(Source text)
BRUNSWICK, Ga. - A minister, who got into the middle of a health care protest this week and shouted at the participants, was arrested for not having his own permit to demonstrate.
Zack Lyde, minister of a small Brunswick church, refused a police officer's directive Wednesday to leave the sidewalk where a group of about two dozen people displayed signs opposing President Barack Obama's health care plans, waved flags and waved at passing cars.
When an officer asked Lyde if he had a required permit to demonstrate, Lyde acknowledged, "I'm not going to move and you're not going to arrest me."
Seemingly a minute later, other officers arrived, put Lyde facedown on the sidewalk, handcuffed him and hauled him away.
Two officers pointed Tasers at Lyde, but did not discharge them before Lyde dropped to the sidewalk.
Around the time of the G8 Summit on Sea Island in 2004, Brunswick changed its ordinance to require permits for protests. The anti-Obama group had one.
"This is what I want," Lyde said, but pushed back as officers forcibly walked him toward a car and shouted, "I want everybody in America to know they're arresting a Vietnam veteran for being on the sidewalk."
Lyde has said he served in Army security in Vietnam.
He was charged with disorderly conduct, booked into the Glynn County jail and released about 3:20 p.m. on his own recognizance, officials said.
Before his arrest, Lyde and some protesters got into a shouting match as some told Lyde, "Union man. Go home."
When someone invited Lyde to join the protest, he yelled, "I won't join people who don't care about people."
Some of the protesters urged police not to arrest Lyde.
"That is the wrong thing to do," Marjorie Peters told officers as they handcuffed Lyde.
Later, Peters said Lyde should have been allowed to stay. "We're about liberty," she said.
Others agreed with her.
"He told me what he thought. I told him what I thought. I think it was wrong to take him away," said Peters, who described herself as "a longtime objectivist."
The hour-long protest began at noon and was organized by those who had arranged two "tea parties" in Glynn County.
(End Source text)
(Supplied entries)
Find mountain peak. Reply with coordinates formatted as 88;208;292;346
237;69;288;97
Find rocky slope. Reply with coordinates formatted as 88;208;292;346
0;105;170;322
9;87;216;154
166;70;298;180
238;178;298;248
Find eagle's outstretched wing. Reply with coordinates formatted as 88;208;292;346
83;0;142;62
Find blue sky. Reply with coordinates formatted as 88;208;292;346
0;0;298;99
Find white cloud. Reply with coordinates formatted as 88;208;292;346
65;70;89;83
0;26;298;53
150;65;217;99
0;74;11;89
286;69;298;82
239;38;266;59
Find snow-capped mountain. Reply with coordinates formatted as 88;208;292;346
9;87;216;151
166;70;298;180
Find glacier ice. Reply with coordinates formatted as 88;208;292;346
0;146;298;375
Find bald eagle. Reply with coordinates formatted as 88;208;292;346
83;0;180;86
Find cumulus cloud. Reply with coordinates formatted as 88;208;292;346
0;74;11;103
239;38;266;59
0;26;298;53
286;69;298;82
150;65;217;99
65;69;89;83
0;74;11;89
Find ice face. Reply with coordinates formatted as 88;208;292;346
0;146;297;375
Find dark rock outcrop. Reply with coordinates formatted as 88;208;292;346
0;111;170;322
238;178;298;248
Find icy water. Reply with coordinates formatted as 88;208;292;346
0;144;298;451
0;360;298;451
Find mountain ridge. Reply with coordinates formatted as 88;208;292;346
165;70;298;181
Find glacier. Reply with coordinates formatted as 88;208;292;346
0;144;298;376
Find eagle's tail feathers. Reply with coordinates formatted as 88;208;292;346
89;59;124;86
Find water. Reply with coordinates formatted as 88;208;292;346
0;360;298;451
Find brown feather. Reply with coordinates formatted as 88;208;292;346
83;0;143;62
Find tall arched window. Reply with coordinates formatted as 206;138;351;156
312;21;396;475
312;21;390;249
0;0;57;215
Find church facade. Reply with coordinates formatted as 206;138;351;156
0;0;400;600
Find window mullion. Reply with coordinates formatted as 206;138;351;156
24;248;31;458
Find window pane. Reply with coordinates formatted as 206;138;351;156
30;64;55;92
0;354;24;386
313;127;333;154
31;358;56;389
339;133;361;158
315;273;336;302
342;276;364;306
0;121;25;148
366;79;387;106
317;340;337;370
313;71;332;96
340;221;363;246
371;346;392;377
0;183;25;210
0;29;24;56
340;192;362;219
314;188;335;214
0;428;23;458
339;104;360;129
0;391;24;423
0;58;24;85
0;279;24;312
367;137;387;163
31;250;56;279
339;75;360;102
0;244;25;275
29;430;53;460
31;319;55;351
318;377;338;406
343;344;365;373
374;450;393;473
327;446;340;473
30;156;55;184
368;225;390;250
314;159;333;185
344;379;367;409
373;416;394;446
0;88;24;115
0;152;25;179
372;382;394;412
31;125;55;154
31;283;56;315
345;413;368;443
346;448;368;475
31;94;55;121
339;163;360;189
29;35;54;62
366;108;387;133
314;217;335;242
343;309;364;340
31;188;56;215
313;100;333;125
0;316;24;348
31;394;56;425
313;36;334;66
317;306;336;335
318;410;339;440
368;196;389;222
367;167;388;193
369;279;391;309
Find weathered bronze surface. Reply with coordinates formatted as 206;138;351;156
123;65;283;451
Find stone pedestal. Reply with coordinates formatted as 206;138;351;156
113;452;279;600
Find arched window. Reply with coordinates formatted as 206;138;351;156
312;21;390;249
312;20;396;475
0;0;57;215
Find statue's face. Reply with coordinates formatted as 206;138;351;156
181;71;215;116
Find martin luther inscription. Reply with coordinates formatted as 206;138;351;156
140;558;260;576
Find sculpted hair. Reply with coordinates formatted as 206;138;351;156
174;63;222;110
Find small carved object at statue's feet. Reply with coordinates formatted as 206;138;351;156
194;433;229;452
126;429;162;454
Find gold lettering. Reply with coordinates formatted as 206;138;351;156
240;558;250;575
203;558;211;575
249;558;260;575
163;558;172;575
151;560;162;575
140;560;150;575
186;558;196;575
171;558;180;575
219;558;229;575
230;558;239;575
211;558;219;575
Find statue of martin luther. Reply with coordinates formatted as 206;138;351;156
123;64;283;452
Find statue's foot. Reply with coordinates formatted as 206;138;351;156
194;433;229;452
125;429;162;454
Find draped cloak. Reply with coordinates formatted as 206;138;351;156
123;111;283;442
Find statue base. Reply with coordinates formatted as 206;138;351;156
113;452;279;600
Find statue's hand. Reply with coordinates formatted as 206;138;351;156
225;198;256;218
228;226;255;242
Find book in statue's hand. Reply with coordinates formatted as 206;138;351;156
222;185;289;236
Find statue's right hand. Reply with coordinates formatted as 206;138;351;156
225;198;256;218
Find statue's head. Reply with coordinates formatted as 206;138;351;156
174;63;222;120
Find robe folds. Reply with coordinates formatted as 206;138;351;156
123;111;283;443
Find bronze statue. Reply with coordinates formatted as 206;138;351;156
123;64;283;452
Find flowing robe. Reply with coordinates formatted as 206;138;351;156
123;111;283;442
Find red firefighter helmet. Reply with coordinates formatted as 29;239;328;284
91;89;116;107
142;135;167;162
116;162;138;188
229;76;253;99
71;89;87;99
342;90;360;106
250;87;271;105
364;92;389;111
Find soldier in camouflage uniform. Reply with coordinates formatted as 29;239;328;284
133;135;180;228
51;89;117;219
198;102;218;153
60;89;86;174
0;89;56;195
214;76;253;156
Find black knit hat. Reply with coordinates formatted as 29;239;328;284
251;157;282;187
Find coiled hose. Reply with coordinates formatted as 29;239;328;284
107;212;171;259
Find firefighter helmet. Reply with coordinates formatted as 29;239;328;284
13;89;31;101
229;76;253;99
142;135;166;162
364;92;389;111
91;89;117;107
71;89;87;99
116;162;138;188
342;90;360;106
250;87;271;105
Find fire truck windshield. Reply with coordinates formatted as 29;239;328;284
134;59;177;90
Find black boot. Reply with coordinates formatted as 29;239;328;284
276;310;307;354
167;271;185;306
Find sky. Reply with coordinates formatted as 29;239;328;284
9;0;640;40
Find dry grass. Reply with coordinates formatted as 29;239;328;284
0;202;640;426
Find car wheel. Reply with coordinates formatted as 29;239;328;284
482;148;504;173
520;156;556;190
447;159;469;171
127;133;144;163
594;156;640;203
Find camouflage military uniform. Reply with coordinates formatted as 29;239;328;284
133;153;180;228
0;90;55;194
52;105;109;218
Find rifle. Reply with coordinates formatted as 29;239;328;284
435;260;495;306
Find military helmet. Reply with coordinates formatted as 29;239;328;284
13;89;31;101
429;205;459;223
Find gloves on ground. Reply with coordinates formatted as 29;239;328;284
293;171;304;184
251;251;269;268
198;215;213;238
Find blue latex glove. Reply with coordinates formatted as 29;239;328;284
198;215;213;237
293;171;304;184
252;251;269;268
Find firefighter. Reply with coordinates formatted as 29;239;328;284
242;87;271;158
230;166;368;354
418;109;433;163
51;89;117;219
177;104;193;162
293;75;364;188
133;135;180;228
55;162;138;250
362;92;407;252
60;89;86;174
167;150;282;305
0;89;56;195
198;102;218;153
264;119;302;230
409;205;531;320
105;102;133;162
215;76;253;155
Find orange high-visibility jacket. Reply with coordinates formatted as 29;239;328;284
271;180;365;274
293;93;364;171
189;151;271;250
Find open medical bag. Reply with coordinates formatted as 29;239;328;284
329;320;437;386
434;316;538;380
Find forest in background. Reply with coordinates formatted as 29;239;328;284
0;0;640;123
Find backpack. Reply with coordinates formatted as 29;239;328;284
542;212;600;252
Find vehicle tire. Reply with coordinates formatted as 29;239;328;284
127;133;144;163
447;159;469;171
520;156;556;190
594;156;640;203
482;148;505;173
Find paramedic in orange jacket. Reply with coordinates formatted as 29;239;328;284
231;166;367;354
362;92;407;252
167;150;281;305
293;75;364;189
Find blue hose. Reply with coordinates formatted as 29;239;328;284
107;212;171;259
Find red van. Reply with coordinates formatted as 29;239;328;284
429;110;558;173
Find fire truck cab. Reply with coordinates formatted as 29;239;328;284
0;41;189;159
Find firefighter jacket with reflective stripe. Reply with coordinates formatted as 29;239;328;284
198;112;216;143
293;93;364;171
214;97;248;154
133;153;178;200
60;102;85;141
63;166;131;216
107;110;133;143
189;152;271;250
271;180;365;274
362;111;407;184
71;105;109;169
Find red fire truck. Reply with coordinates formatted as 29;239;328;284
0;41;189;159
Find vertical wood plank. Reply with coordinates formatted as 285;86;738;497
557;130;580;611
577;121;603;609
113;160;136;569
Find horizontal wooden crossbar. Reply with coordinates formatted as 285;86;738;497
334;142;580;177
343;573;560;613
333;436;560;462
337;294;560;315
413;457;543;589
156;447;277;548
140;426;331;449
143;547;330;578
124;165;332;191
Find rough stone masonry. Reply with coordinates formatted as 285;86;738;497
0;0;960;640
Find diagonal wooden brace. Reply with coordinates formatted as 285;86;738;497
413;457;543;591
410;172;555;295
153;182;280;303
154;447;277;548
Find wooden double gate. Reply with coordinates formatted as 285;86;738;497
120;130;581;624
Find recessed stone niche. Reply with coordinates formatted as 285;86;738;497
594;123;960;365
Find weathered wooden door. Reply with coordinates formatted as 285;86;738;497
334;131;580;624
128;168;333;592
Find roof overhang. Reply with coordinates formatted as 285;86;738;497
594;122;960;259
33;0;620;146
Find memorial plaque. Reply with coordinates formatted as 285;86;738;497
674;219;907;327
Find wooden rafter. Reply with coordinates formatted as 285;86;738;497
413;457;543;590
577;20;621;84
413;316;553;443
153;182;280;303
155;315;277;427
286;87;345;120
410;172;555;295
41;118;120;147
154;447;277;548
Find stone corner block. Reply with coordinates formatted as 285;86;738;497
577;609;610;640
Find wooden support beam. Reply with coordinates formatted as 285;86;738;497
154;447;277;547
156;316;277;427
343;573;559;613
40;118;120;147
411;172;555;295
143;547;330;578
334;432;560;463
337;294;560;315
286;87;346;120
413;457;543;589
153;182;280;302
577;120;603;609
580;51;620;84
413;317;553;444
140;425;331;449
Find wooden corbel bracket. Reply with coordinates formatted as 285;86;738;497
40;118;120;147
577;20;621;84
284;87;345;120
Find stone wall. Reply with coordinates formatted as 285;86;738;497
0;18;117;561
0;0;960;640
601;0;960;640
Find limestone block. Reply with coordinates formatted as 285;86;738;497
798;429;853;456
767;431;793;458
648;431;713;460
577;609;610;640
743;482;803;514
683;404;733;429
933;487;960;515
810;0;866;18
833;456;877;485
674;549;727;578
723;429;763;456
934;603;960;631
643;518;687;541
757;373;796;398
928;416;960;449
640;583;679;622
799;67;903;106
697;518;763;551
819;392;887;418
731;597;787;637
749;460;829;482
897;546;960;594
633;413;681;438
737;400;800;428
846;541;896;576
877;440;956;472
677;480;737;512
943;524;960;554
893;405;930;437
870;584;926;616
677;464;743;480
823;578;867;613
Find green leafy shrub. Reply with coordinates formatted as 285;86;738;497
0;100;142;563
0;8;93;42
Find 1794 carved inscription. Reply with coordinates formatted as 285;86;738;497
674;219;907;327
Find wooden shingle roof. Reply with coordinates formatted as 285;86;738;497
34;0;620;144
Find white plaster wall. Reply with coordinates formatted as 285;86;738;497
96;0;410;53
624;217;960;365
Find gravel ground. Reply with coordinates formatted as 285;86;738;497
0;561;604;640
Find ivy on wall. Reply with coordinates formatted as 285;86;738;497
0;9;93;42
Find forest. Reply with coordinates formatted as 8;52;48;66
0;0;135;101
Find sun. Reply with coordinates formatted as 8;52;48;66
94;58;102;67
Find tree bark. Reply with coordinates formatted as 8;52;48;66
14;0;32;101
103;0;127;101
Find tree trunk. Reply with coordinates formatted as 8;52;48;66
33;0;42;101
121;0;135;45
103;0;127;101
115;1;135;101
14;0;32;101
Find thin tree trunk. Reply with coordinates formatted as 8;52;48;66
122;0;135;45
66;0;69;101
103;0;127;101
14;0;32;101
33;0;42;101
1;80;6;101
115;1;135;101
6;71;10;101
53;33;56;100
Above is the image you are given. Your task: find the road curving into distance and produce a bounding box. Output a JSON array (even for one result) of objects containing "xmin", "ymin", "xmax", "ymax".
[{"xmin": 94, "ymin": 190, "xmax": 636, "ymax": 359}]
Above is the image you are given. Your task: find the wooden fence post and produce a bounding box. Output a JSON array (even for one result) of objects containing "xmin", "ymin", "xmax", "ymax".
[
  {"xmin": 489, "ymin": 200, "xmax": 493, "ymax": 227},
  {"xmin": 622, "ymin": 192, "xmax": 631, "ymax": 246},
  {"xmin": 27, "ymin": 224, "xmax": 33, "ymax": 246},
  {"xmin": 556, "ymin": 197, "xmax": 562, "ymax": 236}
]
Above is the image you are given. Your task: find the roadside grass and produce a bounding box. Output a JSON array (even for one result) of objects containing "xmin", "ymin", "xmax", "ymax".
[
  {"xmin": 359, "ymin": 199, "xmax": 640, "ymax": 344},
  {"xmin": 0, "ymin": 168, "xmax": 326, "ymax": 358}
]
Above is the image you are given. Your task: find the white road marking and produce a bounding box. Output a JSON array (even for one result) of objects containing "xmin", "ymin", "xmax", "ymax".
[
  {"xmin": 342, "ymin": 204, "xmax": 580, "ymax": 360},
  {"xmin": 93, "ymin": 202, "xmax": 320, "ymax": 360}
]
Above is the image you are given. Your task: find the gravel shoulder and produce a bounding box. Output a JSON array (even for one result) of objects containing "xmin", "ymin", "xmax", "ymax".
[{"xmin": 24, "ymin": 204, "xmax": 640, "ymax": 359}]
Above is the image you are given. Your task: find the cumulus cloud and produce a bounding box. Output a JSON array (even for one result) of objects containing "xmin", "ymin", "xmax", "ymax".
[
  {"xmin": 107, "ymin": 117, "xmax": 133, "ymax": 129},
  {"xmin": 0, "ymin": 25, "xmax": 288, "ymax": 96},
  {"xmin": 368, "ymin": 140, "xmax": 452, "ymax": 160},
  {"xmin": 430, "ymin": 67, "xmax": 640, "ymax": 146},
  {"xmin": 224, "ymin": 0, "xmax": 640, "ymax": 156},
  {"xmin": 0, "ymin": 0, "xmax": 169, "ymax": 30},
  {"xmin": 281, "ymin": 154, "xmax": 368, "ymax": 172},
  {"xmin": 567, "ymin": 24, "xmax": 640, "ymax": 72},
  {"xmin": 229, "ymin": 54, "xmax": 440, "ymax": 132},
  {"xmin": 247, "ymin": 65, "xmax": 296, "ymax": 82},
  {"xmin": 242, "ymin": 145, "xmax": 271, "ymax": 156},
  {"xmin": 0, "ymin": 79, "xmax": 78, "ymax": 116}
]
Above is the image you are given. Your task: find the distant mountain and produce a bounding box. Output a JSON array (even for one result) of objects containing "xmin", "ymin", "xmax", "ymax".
(End Supplied entries)
Work request: Please retype the whole article on the Brunswick health care protest arrest, word for word. The listing after the article can be left aside.

Your response:
BRUNSWICK, Ga. - A minister, who got into the middle of a health care protest this week and shouted at the participants, was arrested for not having his own permit to demonstrate.
Zack Lyde, minister of a small Brunswick church, refused a police officer's directive Wednesday to leave the sidewalk where a group of about two dozen people displayed signs opposing President Barack Obama's health care plans, waved flags and waved at passing cars.
When an officer asked Lyde if he had a required permit to demonstrate, Lyde acknowledged, "I'm not going to move and you're not going to arrest me."
Seemingly a minute later, other officers arrived, put Lyde facedown on the sidewalk, handcuffed him and hauled him away.
Two officers pointed Tasers at Lyde, but did not discharge them before Lyde dropped to the sidewalk.
Around the time of the G8 Summit on Sea Island in 2004, Brunswick changed its ordinance to require permits for protests. The anti-Obama group had one.
"This is what I want," Lyde said, but pushed back as officers forcibly walked him toward a car and shouted, "I want everybody in America to know they're arresting a Vietnam veteran for being on the sidewalk."
Lyde has said he served in Army security in Vietnam.
He was charged with disorderly conduct, booked into the Glynn County jail and released about 3:20 p.m. on his own recognizance, officials said.
Before his arrest, Lyde and some protesters got into a shouting match as some told Lyde, "Union man. Go home."
When someone invited Lyde to join the protest, he yelled, "I won't join people who don't care about people."
Some of the protesters urged police not to arrest Lyde.
"That is the wrong thing to do," Marjorie Peters told officers as they handcuffed Lyde.
Later, Peters said Lyde should have been allowed to stay. "We're about liberty," she said.
Others agreed with her.
"He told me what he thought. I told him what I thought. I think it was wrong to take him away," said Peters, who described herself as "a longtime objectivist."
The hour-long protest began at noon and was organized by those who had arranged two "tea parties" in Glynn County.